> _Task directions_
Pick out and copy every line of the rows below that contains the string "blue". The match is case-sensitive.

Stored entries
BEGIN

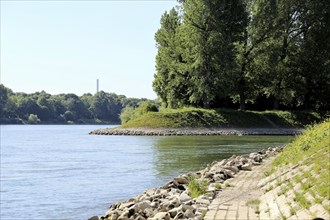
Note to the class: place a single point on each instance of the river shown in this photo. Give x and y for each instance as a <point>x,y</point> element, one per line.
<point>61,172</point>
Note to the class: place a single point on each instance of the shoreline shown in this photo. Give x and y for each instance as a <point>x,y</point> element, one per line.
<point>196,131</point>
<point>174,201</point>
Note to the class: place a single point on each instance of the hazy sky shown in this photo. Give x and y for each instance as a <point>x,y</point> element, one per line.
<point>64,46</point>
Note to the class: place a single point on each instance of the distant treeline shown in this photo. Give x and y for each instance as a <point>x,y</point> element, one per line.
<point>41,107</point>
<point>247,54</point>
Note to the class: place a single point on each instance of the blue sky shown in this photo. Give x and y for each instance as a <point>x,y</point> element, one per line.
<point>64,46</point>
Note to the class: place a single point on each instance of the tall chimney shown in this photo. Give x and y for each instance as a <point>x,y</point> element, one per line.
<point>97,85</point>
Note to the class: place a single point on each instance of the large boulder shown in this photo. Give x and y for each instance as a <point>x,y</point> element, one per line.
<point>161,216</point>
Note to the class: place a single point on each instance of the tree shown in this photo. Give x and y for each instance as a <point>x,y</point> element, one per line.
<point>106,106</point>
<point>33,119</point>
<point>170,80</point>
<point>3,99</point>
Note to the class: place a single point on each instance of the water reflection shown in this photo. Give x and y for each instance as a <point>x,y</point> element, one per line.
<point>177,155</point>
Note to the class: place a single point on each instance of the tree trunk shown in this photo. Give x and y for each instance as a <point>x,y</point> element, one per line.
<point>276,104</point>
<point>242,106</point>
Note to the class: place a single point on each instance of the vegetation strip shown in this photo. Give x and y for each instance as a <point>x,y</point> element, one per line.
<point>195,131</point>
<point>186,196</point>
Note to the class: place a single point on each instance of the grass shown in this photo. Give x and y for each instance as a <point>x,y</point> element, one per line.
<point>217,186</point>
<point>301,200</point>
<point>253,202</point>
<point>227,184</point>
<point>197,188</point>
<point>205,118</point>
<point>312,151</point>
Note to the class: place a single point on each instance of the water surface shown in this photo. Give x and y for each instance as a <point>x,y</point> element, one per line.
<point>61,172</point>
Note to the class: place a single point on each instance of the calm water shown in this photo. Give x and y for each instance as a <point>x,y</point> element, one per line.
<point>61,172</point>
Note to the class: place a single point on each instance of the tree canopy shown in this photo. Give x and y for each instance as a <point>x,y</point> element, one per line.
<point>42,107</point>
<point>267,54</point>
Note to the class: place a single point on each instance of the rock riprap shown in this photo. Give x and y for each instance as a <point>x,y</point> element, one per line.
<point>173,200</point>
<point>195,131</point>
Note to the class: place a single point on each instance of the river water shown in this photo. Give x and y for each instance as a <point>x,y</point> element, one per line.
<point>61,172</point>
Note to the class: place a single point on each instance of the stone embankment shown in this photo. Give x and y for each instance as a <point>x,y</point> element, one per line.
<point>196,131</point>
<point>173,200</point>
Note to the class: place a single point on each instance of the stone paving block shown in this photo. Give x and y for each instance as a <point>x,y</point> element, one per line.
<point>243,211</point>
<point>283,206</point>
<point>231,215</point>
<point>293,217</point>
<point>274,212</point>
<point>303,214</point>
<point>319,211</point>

END
BEGIN

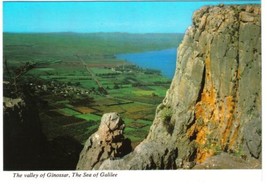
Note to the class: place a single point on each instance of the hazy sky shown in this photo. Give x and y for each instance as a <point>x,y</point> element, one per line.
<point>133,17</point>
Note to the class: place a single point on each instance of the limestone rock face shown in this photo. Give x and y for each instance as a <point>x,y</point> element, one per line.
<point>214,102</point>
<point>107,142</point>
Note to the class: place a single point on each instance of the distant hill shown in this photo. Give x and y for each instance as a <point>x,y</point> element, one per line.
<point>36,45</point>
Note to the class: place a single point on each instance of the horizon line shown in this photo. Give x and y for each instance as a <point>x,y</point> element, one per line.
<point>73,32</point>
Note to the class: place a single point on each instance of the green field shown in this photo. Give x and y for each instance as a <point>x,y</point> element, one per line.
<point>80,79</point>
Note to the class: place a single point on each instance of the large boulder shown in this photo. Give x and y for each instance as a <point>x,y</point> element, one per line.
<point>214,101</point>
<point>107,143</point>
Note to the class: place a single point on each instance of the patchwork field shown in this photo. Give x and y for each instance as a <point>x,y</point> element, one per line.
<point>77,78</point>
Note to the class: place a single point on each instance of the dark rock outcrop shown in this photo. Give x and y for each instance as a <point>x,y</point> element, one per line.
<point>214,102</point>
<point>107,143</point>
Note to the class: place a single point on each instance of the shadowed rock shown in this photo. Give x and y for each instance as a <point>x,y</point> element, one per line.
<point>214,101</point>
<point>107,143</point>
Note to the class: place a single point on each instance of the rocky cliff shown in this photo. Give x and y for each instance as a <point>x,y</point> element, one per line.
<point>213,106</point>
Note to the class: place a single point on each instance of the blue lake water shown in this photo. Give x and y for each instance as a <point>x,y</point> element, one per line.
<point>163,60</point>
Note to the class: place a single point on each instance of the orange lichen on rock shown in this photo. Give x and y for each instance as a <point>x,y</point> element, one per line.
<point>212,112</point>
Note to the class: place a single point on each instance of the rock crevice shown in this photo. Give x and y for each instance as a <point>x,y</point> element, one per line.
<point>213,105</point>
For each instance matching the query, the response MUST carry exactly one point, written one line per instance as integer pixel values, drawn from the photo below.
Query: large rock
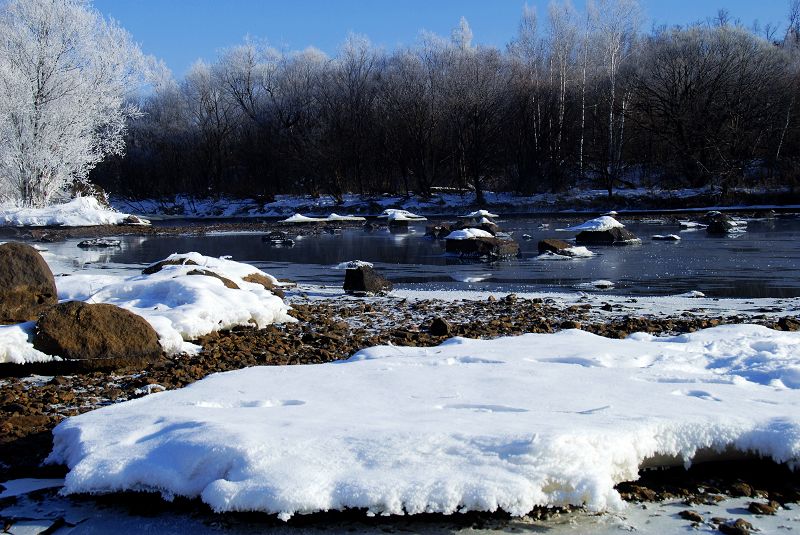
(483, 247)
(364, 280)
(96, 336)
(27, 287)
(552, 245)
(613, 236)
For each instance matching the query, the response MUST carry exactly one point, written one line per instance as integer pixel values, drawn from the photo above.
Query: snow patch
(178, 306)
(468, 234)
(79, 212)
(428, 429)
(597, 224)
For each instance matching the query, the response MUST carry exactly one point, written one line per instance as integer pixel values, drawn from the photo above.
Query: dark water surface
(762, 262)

END
BEGIN

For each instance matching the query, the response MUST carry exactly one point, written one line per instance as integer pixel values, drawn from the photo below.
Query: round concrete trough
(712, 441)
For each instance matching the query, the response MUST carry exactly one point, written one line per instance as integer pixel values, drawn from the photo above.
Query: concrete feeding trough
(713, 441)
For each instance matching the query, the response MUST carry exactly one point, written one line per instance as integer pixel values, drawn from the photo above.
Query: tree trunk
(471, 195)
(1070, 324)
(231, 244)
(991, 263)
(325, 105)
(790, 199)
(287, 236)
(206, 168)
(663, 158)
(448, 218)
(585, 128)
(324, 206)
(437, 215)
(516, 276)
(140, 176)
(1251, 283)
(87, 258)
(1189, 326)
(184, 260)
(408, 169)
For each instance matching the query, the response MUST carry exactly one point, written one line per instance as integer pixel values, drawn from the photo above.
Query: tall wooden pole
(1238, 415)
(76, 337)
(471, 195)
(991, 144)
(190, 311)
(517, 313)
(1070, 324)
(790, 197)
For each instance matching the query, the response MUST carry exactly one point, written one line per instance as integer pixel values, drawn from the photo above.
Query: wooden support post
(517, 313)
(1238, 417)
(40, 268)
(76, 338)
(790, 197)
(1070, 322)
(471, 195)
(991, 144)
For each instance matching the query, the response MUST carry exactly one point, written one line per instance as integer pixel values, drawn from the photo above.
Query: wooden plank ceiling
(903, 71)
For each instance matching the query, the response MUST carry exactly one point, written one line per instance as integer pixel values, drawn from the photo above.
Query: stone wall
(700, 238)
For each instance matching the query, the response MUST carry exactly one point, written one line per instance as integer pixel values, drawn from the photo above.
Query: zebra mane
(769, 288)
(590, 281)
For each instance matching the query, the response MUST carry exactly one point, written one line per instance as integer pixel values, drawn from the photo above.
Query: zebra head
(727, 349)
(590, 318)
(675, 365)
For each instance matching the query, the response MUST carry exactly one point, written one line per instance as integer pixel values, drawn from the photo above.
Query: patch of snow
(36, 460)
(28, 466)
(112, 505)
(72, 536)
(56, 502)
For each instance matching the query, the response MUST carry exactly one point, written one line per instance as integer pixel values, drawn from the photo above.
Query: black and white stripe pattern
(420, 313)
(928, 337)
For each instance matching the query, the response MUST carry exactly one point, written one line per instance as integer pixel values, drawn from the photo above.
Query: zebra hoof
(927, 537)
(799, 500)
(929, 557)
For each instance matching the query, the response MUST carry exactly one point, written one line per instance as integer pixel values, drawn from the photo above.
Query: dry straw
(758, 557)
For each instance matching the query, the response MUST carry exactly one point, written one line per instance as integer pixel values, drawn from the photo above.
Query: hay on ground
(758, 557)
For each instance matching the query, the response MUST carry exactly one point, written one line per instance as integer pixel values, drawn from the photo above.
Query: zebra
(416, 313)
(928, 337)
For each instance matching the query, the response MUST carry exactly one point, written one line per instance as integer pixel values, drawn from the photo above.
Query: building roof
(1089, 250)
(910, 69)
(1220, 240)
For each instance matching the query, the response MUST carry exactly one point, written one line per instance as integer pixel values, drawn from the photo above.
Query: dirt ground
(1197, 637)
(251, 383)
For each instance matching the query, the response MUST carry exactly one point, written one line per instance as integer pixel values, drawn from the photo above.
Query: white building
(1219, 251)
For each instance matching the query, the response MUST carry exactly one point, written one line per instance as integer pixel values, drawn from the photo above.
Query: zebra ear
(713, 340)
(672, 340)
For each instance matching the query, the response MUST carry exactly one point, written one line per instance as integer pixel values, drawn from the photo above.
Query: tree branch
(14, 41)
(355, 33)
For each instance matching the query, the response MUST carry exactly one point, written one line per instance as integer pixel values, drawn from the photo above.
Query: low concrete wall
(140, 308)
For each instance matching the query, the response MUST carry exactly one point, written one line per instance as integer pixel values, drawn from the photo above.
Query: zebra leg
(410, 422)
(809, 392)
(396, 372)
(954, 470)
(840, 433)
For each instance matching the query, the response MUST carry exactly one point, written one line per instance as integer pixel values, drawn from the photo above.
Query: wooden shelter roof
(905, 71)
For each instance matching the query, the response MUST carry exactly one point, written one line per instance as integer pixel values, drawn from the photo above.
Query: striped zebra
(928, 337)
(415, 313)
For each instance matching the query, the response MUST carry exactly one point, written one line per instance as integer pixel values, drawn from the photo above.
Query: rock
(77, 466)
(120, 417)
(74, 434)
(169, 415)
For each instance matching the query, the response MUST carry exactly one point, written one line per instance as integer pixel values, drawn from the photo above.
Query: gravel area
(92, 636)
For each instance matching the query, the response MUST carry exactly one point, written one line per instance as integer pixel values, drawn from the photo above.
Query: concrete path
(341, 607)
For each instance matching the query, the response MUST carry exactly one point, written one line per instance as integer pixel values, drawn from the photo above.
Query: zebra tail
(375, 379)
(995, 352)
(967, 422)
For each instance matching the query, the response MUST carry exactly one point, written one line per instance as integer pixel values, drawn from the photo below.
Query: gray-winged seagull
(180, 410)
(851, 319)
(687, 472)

END

> _Exercise response_
Note to the class: place a single point on each instance of the blue sky shown in this photo. Give x and y for each instance as a <point>x,y</point> element, one per line.
Note to the class: place a single point on each instance of the blue lake water shown in this photo. Give x and y for each instance as a <point>x,y</point> element, one per line.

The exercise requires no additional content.